_O QUE FAZER_
Segundo o texto sobre HIV em relacionamentos estáveis, mais abaixo, por que é fundamental investigar como o HIV é vivido em parcerias estáveis? Explique em uma a três frases.

── TEXTO DE ESTUDO ──

1. Introdução
A infecção pelo HIV, considerada problema de saúde pública, atinge principalmente as populações vulneráveis, em especial, os países em desenvolvimento, como o Brasil. A cada ano há aproximadamente 2,1 milhões de casos novos de infecção e aproximadamente 25% das pessoas infectadas não tem conhecimento do seu diagnóstico, (Granich et al., 2017; Mogobe et al., 2016).
Apesar dos avanços em termos da disponibilidade de terapias medicamentosas e preventivas, observa-se que o comportamento do paciente distanciado da rede de atenção à saúde, a percepção negativa da enfermidade, e um contexto de vulnerabilidade sexual, dificultam a vinculação deste usuário aos serviços de saúde. Somado a isso, observa-se a dificuldade para o gerenciamento do risco entre pessoas que vivenciam relacionamentos estáveis e estão expostas ao risco de abandonar os métodos preventivos ao longo do tempo (Paiva et al., 2008; Teixeira et al., 2006).
Investigar a vivência do HIV no contexto de parcerias estáveis considerando aspectos sociais, culturais e terapêuticos é fundamental para que profissionais de saúde e gestores municipais, estaduais e federais conheçam a perspectiva e as necessidades de aprendizagem desses indivíduos(Maksud, 2009).
O presente estudo foi desenvolvido com objetivo de compreender o processo diagnóstico do HIV no contexto de relacionamentos estáveis. Os resultados trazem a experiência de pessoas soropositivas e suas parcerias estáveis e fornecem evidências científicas importantes para o planejamento de ações em saúde e reforça a importância do suporte informacional para promoção da saúde desses casais.

───
── DADOS GUARDADOS ──

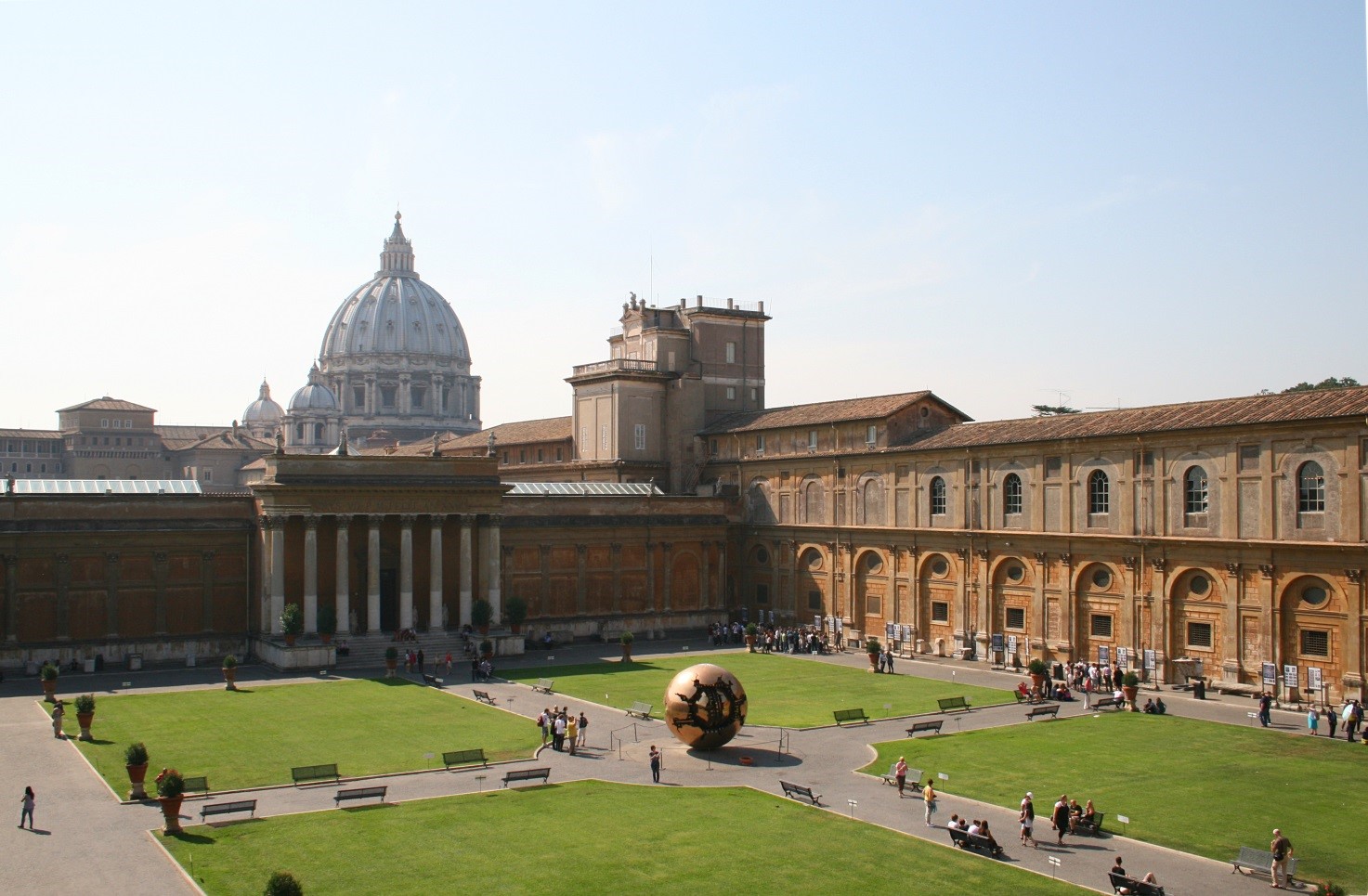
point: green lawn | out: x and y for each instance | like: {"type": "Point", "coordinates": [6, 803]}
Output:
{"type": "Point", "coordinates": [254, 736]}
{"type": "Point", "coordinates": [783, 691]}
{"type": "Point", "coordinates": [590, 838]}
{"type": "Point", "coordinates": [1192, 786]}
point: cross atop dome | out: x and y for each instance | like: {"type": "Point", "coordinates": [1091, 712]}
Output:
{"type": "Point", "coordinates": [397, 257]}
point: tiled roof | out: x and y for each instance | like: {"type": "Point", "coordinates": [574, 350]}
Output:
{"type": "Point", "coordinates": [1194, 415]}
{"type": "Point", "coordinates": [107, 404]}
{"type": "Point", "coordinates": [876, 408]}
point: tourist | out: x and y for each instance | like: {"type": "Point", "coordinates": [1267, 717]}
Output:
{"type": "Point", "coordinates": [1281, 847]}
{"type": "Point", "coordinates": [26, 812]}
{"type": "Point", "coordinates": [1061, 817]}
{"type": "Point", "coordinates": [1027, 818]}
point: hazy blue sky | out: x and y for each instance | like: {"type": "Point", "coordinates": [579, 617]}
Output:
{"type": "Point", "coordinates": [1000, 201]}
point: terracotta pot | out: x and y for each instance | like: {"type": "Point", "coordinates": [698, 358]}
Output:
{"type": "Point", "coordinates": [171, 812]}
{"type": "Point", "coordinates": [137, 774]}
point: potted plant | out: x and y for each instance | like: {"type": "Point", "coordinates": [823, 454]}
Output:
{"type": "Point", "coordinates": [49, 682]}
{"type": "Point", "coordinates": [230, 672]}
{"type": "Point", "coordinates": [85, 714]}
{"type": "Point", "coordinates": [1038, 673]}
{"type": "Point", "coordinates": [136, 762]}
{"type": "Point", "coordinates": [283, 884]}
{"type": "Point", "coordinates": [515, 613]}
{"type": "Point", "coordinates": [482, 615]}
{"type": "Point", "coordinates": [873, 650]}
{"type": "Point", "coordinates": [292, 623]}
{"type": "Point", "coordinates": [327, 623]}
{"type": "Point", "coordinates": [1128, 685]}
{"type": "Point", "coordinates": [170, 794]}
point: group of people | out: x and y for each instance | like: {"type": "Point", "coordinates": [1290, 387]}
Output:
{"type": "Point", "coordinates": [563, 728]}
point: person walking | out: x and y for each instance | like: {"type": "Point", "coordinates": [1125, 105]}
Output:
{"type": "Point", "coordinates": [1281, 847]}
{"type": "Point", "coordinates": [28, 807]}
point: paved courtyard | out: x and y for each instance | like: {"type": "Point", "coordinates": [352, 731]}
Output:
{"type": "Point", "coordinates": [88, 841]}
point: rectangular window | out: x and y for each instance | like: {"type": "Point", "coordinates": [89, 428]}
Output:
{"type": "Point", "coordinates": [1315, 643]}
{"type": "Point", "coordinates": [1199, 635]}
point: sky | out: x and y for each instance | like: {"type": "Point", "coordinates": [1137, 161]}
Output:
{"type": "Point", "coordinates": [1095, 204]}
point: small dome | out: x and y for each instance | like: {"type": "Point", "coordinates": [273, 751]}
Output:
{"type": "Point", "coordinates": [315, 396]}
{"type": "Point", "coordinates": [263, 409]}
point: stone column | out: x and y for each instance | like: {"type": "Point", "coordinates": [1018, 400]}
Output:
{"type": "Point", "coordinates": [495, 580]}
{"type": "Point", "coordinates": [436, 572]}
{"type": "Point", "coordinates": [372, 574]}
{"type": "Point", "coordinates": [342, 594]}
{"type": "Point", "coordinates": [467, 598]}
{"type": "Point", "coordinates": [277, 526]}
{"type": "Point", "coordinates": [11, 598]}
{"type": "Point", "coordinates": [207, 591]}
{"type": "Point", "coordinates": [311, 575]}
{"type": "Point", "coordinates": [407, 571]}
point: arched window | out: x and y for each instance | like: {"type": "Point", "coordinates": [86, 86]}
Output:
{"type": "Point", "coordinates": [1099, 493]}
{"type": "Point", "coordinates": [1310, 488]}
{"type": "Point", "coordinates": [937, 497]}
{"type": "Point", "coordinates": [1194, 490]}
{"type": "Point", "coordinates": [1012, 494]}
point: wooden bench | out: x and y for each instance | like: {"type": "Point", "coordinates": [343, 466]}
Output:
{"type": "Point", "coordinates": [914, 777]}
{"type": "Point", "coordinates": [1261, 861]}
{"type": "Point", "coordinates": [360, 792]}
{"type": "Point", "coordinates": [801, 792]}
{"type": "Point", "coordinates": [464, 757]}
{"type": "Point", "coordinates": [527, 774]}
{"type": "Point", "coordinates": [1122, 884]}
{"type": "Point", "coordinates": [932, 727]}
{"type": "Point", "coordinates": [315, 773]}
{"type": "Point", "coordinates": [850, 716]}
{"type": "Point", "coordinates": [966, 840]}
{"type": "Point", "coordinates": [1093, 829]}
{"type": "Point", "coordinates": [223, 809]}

───

_RESPOSTA_
Essa investigação é fundamental porque permite que profissionais de saúde e gestores municipais, estaduais e federais conheçam a perspectiva e as necessidades de aprendizagem dessas pessoas. Para isso, ela deve levar em conta aspectos sociais, culturais e terapêuticos.